* **EXERCISE PROMPT**
Can you write out these entries again, swapping "Put a point on every instance" for "Place a point on each instance" everywhere and leaving everything else unchanged?

* **Collected data entries**
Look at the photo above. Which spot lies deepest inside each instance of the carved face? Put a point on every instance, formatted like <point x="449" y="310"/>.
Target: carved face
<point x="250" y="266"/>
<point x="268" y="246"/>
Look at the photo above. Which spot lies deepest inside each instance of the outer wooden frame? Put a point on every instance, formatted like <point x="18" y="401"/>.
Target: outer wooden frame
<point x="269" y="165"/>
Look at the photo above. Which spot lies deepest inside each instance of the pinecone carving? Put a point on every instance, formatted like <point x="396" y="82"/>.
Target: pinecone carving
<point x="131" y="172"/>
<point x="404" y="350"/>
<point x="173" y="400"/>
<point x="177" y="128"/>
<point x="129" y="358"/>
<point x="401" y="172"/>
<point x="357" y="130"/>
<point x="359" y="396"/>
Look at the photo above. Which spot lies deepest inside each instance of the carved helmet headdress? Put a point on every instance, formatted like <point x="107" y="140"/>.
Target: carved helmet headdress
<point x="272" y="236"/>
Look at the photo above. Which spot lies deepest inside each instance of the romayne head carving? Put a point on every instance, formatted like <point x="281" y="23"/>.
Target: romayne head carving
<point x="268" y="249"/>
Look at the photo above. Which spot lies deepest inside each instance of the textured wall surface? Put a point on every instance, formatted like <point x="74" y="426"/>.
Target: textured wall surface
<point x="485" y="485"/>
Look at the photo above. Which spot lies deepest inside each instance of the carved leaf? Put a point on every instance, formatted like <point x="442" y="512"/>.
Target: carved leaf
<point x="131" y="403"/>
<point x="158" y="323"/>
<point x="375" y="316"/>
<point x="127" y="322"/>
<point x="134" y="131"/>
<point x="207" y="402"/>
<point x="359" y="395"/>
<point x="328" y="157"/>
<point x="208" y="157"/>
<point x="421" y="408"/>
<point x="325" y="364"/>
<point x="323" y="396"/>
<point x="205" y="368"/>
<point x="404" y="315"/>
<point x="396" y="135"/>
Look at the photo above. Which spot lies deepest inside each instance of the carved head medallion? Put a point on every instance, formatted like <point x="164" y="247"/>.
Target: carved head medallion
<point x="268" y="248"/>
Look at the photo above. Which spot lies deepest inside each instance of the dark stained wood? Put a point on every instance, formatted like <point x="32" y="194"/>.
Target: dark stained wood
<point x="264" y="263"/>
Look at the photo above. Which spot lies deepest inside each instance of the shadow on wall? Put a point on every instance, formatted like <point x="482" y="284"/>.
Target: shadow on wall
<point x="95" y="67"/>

* **RESULT OF THE TASK**
Look at the photo above. Which spot lies deepest inside each instance of the carved face? Place a point on each instance, formatted like <point x="449" y="310"/>.
Target: carved face
<point x="250" y="266"/>
<point x="268" y="246"/>
Look at the photo above. Which spot lies deepest inside each instance of the outer wooden frame? Place a point on each instance, formatted like <point x="18" y="401"/>.
Target: outer wooden frame
<point x="269" y="165"/>
Look at the photo above. Which spot lies deepest inside each instance of the pinecone carving? Place a point on each instance, formatted like <point x="396" y="82"/>.
Target: pinecone carving
<point x="131" y="172"/>
<point x="404" y="350"/>
<point x="173" y="400"/>
<point x="177" y="128"/>
<point x="129" y="358"/>
<point x="401" y="172"/>
<point x="357" y="130"/>
<point x="359" y="396"/>
Look at the photo above. Which spot lies deepest inside each instance of the carved helmet headdress? Place a point on each instance, formatted like <point x="107" y="140"/>.
Target: carved helmet headdress
<point x="272" y="236"/>
Look at the photo above. Which spot lies deepest inside each instance of the romayne head carving? Place a point on each instance, formatted like <point x="281" y="23"/>.
Target: romayne head carving
<point x="268" y="249"/>
Look at the photo above. Which spot lies deepest inside each instance of the textured wall surface? Place a point on each instance, formatted like <point x="74" y="426"/>.
Target: textured wall surface
<point x="485" y="485"/>
Look at the photo above. Which spot lies deepest inside each instance of the carved leaf? Place a point on each instance, formatted like <point x="442" y="512"/>.
Target: carved leaf
<point x="131" y="403"/>
<point x="158" y="323"/>
<point x="375" y="316"/>
<point x="127" y="322"/>
<point x="134" y="131"/>
<point x="207" y="402"/>
<point x="359" y="395"/>
<point x="328" y="157"/>
<point x="208" y="157"/>
<point x="421" y="408"/>
<point x="325" y="364"/>
<point x="323" y="396"/>
<point x="205" y="368"/>
<point x="404" y="315"/>
<point x="396" y="135"/>
Look at the photo above. Which spot lies deepest inside each instance of the carved head medallion? Place a point on each instance, formatted like <point x="164" y="247"/>.
Target: carved head medallion
<point x="268" y="248"/>
Look at the photo above. Which spot lies deepest inside each instance of the dark stained wood? Place a point on each instance, formatted like <point x="32" y="194"/>.
Target: dark stained wood
<point x="264" y="263"/>
Look at the photo above. Which spot lies deepest inside each instance of the shadow on wall? Place a point on each instance, formatted like <point x="482" y="284"/>.
Target: shadow on wall
<point x="95" y="67"/>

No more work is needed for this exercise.